Point annotation records:
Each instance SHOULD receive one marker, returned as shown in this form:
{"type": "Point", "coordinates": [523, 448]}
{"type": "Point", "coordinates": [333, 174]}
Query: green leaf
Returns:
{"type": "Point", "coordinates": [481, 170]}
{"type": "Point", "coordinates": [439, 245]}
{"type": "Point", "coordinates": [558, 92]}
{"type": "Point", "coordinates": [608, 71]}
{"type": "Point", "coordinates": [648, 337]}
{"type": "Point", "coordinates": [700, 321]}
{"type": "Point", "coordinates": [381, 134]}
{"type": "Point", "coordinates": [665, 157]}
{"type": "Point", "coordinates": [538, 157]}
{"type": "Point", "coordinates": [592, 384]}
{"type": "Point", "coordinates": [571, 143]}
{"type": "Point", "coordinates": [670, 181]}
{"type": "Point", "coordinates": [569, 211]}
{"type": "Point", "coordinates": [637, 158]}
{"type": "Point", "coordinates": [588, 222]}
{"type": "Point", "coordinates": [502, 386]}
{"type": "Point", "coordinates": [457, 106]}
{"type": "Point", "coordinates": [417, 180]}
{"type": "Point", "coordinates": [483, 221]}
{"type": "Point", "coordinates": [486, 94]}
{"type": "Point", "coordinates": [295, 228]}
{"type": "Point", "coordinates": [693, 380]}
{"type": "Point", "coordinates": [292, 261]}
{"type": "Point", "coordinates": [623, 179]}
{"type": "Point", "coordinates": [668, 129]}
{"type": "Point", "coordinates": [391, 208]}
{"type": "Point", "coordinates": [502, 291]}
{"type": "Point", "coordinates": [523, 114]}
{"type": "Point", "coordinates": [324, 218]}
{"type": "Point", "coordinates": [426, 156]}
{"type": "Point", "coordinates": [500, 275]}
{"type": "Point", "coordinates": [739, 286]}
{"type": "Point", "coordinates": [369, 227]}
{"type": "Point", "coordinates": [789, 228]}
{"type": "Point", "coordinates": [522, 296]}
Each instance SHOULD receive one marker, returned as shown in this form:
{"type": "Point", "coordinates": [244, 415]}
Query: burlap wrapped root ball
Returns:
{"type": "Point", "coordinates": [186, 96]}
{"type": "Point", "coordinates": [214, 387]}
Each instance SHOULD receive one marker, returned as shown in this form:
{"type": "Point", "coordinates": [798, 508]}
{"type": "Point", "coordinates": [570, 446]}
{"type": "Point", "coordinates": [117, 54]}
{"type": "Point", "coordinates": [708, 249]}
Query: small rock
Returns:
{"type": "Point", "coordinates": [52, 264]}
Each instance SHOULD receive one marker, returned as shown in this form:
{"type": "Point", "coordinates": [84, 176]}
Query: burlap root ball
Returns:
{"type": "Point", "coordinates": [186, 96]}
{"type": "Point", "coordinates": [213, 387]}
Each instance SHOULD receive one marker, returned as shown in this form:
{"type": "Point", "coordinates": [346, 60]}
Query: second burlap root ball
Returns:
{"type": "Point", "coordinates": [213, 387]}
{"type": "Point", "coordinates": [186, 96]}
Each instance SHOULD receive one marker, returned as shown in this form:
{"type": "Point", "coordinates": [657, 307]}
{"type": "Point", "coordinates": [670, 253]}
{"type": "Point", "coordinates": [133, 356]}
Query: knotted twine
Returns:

§ TASK INSTRUCTIONS
Can you pull out every line of the rows above that contains the string "burlap"?

§ OUTPUT OF THE EXERCISE
Query: burlap wrapped root ball
Query: burlap root ball
Query: second burlap root ball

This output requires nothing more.